-- START Provided records --

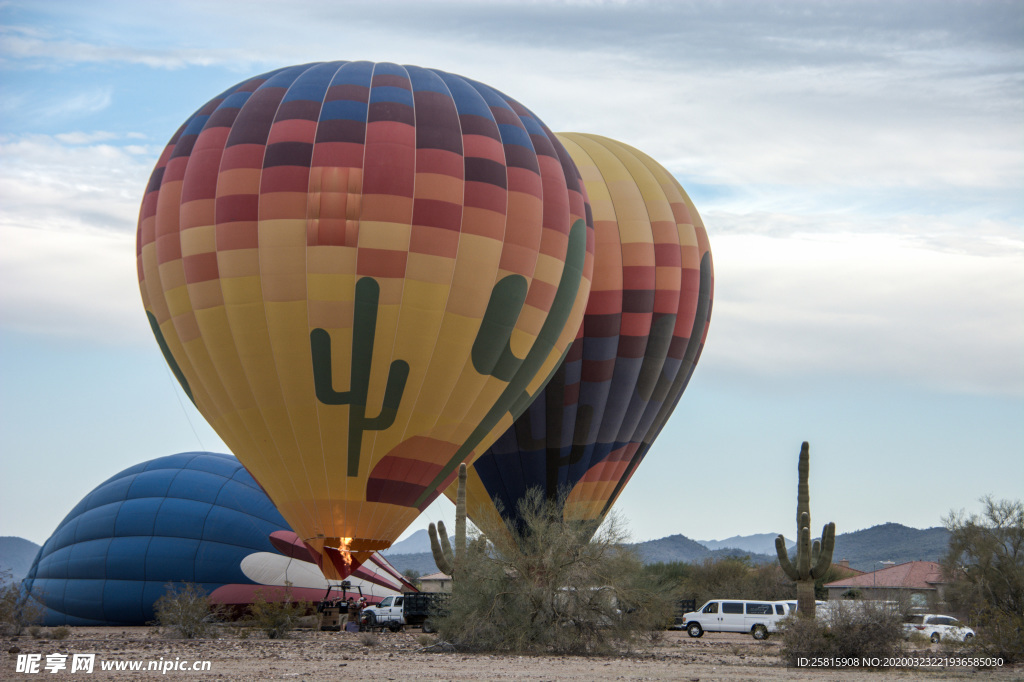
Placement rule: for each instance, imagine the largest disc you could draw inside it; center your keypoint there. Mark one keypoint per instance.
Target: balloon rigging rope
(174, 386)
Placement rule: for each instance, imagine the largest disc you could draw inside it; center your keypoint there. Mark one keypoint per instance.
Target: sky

-- END Provided records --

# Task objective
Please write out every item above again with its full wording, scaling each point coordinate in the answers by 2.55 and rounding to whole numbers, halves up. Leave the pictures out.

# Task solution
Placement rule: for each instance, imagine the largest disc you could draw inside it; center your keypoint there. Mark one keypoint per instance.
Target: balloon rigging rope
(444, 984)
Placement rule: for each instance, imagine the largest disc you could draw inside it; center your keypoint there. Mark one keypoint per instance.
Target: sky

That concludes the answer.